* [What to work on]
Count the lines in the records below that contain the word "reflection", and reply with that number alone.

* [Provided data]

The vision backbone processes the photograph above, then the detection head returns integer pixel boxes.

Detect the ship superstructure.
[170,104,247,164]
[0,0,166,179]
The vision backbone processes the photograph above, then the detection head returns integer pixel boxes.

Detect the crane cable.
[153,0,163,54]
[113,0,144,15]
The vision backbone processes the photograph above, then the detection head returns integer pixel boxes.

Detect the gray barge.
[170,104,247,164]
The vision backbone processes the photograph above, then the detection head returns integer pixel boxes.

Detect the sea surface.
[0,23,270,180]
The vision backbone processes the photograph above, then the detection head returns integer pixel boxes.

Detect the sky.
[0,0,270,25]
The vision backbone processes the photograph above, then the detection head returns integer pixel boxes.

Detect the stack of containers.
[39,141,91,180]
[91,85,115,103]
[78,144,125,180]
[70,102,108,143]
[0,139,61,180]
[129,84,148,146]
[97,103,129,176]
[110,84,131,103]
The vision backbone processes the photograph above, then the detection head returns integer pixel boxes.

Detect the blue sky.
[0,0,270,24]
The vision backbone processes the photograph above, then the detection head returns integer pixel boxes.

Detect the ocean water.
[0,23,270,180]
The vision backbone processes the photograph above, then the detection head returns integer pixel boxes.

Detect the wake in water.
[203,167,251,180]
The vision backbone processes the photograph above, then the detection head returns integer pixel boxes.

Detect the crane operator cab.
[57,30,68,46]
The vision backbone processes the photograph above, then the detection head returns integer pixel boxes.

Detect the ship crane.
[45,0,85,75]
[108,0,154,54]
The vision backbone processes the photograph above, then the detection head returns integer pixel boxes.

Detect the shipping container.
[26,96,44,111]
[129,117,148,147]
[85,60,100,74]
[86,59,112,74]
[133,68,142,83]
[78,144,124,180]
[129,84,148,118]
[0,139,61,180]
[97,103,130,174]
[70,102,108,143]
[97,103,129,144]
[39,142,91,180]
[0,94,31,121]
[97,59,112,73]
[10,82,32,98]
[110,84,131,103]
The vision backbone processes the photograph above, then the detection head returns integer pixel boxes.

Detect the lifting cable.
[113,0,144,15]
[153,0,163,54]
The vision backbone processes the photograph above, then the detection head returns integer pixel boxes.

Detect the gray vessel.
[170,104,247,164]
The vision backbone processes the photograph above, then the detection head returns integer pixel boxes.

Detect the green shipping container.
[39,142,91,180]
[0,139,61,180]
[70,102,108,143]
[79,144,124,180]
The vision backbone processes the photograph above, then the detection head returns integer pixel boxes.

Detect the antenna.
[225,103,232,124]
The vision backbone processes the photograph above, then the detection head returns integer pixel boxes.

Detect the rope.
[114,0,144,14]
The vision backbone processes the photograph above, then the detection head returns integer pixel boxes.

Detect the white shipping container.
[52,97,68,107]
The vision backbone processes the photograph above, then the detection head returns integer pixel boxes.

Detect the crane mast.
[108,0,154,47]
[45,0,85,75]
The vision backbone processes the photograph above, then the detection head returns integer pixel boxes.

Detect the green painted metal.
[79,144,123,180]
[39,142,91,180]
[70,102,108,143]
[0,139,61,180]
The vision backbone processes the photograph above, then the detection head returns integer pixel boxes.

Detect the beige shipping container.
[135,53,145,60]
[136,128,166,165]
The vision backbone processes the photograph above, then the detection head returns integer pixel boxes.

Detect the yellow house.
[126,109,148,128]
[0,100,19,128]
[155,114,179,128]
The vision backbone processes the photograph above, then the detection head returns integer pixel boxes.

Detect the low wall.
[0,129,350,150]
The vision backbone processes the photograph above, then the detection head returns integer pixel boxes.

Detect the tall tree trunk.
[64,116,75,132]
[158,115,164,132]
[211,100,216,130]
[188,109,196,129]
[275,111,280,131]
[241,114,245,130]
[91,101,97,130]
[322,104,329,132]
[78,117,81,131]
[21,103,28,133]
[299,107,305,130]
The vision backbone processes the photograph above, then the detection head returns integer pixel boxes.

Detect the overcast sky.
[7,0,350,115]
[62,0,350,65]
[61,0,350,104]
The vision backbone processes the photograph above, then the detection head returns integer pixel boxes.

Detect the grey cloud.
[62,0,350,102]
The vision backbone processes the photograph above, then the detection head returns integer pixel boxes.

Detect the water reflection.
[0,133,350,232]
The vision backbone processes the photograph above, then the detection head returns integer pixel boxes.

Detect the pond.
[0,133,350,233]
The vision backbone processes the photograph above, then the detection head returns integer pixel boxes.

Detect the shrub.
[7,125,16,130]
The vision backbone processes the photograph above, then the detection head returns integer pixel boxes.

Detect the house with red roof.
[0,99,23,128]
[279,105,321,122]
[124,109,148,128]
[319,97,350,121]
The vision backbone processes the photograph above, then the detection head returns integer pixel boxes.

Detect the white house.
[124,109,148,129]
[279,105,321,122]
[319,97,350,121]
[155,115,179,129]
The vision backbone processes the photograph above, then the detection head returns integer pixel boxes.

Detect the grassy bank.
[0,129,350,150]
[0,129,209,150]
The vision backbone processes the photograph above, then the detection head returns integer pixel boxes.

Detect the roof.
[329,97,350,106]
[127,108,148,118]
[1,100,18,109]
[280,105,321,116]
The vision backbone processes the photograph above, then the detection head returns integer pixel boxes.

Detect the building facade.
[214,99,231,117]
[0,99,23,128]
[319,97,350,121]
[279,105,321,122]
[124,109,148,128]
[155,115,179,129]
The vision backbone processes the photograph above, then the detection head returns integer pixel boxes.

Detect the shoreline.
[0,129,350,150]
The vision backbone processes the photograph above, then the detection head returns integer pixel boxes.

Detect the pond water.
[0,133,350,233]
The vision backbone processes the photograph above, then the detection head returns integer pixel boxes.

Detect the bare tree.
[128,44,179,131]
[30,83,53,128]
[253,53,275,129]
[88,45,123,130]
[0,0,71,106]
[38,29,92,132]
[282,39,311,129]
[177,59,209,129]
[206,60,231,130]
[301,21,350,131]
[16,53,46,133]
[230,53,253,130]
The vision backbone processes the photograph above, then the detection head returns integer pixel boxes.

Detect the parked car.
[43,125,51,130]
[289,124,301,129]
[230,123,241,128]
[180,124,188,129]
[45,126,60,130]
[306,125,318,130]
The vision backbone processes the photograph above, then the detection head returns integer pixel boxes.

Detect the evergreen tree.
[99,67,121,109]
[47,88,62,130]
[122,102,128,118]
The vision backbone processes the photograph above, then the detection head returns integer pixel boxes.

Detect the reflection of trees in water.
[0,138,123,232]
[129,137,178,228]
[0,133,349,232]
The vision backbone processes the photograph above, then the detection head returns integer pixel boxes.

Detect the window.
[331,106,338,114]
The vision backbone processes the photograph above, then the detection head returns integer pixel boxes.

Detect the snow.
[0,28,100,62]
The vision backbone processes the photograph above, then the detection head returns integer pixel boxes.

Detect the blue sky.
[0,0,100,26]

* [Full answer]
2